ACTIVITY
Pictures excluded, return every entry exactly, please.

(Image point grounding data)

==*==

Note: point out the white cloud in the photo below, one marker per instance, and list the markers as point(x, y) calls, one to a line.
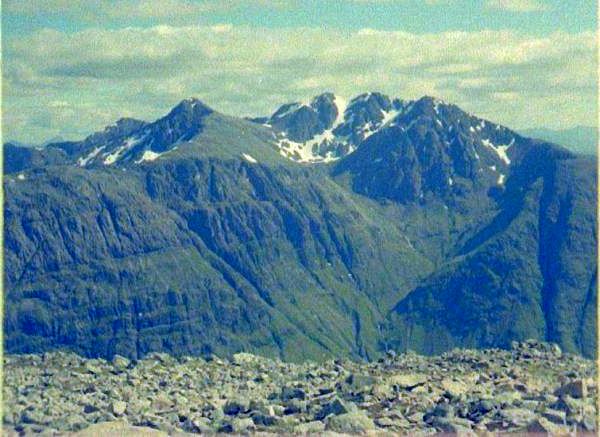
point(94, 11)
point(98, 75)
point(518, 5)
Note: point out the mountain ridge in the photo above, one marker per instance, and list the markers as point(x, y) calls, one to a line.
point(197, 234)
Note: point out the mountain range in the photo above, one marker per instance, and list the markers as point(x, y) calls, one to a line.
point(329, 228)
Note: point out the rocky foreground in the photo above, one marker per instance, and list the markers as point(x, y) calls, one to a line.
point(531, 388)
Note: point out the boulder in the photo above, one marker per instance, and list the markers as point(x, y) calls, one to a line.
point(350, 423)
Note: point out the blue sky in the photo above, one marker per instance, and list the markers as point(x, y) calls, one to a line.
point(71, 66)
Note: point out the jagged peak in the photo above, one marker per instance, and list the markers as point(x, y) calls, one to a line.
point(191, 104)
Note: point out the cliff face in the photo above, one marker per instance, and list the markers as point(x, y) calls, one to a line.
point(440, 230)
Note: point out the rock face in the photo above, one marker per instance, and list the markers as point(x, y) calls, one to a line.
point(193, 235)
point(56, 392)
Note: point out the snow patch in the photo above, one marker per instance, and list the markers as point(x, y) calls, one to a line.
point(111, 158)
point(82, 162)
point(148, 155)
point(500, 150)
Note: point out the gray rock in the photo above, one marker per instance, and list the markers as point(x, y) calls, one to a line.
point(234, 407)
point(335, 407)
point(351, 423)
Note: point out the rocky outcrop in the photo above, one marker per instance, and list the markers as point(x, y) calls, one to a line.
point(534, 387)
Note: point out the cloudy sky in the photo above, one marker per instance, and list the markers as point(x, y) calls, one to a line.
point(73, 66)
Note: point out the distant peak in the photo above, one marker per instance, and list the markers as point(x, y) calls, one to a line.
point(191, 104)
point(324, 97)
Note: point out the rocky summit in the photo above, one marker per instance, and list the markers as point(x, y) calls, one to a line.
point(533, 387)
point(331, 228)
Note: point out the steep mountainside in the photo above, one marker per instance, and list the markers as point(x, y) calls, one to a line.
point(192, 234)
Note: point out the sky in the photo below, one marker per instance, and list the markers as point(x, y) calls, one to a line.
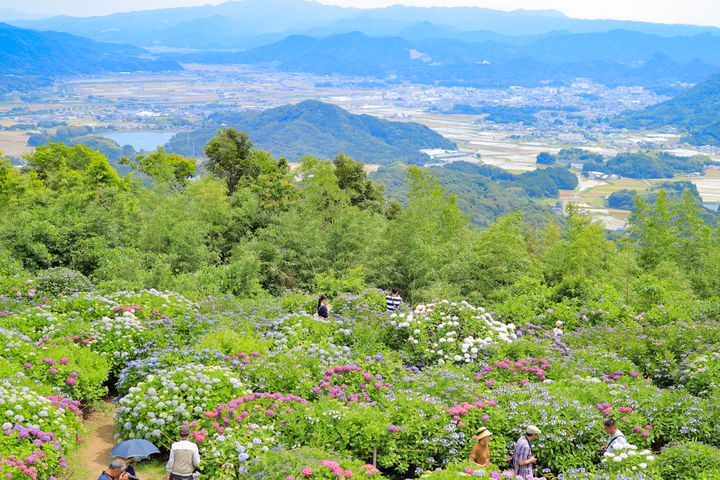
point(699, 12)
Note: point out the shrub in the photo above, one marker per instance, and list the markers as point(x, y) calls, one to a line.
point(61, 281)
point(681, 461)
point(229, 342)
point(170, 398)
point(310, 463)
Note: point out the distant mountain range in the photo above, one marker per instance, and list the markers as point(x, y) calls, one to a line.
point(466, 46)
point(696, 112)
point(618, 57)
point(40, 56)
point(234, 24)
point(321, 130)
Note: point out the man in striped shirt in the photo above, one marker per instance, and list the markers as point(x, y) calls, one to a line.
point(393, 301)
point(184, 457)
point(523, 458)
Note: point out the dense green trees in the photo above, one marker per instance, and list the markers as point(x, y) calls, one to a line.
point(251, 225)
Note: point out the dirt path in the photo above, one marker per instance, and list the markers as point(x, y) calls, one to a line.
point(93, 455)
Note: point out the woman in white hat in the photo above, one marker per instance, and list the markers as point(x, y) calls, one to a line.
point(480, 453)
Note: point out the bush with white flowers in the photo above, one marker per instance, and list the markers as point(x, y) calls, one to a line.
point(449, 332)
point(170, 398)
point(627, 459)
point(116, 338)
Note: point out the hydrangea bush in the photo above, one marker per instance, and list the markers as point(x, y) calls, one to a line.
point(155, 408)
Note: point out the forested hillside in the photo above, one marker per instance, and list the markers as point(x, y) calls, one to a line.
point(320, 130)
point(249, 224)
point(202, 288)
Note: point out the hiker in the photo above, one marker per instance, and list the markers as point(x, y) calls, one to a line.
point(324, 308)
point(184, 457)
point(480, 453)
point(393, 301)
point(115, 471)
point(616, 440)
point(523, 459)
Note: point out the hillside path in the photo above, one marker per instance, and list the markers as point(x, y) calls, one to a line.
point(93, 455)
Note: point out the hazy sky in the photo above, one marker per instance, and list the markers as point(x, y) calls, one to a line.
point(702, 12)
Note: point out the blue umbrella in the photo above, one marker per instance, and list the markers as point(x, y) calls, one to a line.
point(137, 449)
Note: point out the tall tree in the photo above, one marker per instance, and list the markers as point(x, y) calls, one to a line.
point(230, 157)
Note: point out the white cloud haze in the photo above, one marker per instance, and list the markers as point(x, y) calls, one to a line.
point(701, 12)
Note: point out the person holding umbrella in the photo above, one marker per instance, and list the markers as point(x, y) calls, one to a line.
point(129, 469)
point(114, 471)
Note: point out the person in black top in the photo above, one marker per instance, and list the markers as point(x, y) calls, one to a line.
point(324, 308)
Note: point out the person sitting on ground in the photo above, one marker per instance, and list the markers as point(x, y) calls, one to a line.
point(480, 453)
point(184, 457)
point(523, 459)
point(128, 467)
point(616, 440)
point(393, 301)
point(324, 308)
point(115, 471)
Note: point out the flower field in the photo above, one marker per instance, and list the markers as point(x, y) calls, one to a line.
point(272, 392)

==*==

OUTPUT FOR THIS TASK
Note: point out the white cloud in the photo below, one marker per instance, and list the markers as point(x, y) calls, one to a line.
point(94, 11)
point(98, 75)
point(518, 5)
Note: point out the mountain ridge in the photo above, one marker per instance, and list the markers as point(x, y) calls, one to a line.
point(197, 234)
Note: point out the mountain range in the photo above, one marker per instance, and list the markers as point(x, y) calls, one to a line.
point(329, 228)
Note: point out the rocky foreground in the photo above, one marker per instance, and list the markers as point(x, y) calls, one to a line.
point(531, 388)
Note: point out the boulder in the photo above, one marker per instance, and list the markers as point(x, y) calls, one to a line.
point(350, 423)
Note: point out the blue sky in the photo above, one marker per instance, and list the markers as point(x, y) calls, one to a line.
point(71, 66)
Note: point out the jagged peak in the photo above, one marker per instance, and list the markers as point(x, y) calls, one to a line.
point(191, 104)
Note: point out the cliff face in the photo above, one marker per instance, and list the markers as point(x, y) calls, one to a line.
point(440, 230)
Note: point out the rock face in the photo above, one marker per instance, and list the markers as point(x, y) calls, one to a line.
point(193, 235)
point(56, 392)
Note: point out the snow patch in the photo above, one marker per instance, and list the markers as point(x, y) calls, one to a line.
point(111, 158)
point(82, 162)
point(148, 155)
point(500, 150)
Note: point out the gray rock in the photo above, one marker per instance, and list the markers as point(x, y) calls, one to a line.
point(234, 407)
point(335, 407)
point(351, 423)
Note: point out the rocky outcrop in the photo above, one marker per instance, and list the markers as point(x, y) calls, one to a line.
point(534, 387)
Note: point out the cloudy sky in the photo above, one marker per instance, and list the markers as point(x, y) calls, one to a line.
point(73, 66)
Note: point out the distant peak in the photo above, one marker per instance, and list the markers as point(x, y) calls, one to a line.
point(191, 104)
point(324, 97)
Note: point out the rocky summit in the photo above, one marker per instance, and list the markers as point(x, y) calls, one to a line.
point(533, 387)
point(331, 228)
Note: point out the steep mountainside in the photo above, one marker per instance, and list the markers as point(x, y) calls, one to a line.
point(192, 234)
Note: point out the sky in the photo below, one marker per instance, and list the markers as point(x, y) calls, one to a line.
point(699, 12)
Note: point out the shrub in the photo above, one marker per instance, and list the markers as point(x, y) calls, one to a line.
point(61, 281)
point(681, 461)
point(229, 342)
point(170, 398)
point(310, 463)
Note: point out the distant mountain range in the photo above, one marker per instance, and list the markers as point(x, y) calls, one to a line.
point(466, 46)
point(696, 112)
point(618, 57)
point(40, 56)
point(234, 24)
point(321, 130)
Note: point out the man in striped shirt in the photo above, one marker per instance, and list the markers as point(x, y) calls, one to a line.
point(393, 301)
point(184, 457)
point(523, 458)
Note: point out the dense green trees in the photo above, one marker per instance, and list the markers as point(x, y) calls, one to a line.
point(251, 225)
Note: point out the dirt path in the photo above, one marker per instance, and list the markers as point(x, y) calls, one to a line.
point(93, 455)
Note: point out the woman in white hat in the photo above, one marker per instance, and list the markers as point(x, y) calls, one to a line.
point(480, 453)
Note: point out the bush with white flowers in the photo above, one marker per instance, and list the markers as point(x, y) calls, one to a line.
point(449, 332)
point(170, 398)
point(627, 459)
point(116, 338)
Note: point out the hydrangea bush in the photo above, one marker per instance, and list the markers as point(x, y) calls, one to a line.
point(155, 408)
Note: point out the forested hillside in the photo above, one marker per instance, and list the markers as point(x, y) calls, one to a line.
point(320, 130)
point(249, 224)
point(202, 288)
Note: point out the hiker in the photo above, one marker per instance, and list the markers as point(x, y) calls, one to a line.
point(324, 308)
point(184, 457)
point(480, 453)
point(393, 301)
point(115, 471)
point(616, 440)
point(523, 459)
Note: point out the hillside path in the photo above, one marker per instance, and list the markers as point(x, y) calls, one to a line.
point(93, 455)
Note: point out the hazy sky in the photo above, one marker per instance, and list the markers as point(x, y) calls, one to a line.
point(702, 12)
Note: point out the blue umbrella in the photo above, one marker per instance, and list the markers as point(x, y) calls, one to a line.
point(137, 449)
Note: point out the tall tree in the photo above, one marker per instance, and list the markers as point(x, y) calls, one to a line.
point(230, 157)
Note: point out the white cloud haze in the photo above, one marker per instance, and list the markers as point(x, y) calls, one to a line.
point(701, 12)
Note: point out the person holding umbrella in the photo above, one marker per instance, and list the markers as point(x, y) calls, one to a line.
point(129, 469)
point(114, 471)
Note: point out the person in black top in the photo above, one marker per instance, and list the markers as point(x, y) calls, one to a line.
point(324, 308)
Note: point out the person sitting on ground in the photo above, one marker per instance, and list the markers as point(x, y) calls, one to a line.
point(480, 453)
point(184, 457)
point(523, 459)
point(128, 467)
point(616, 440)
point(393, 301)
point(324, 308)
point(115, 471)
Note: point out the flower field in the photo above, one marker per instance, and list the markers as point(x, y) calls, one to a line.
point(272, 392)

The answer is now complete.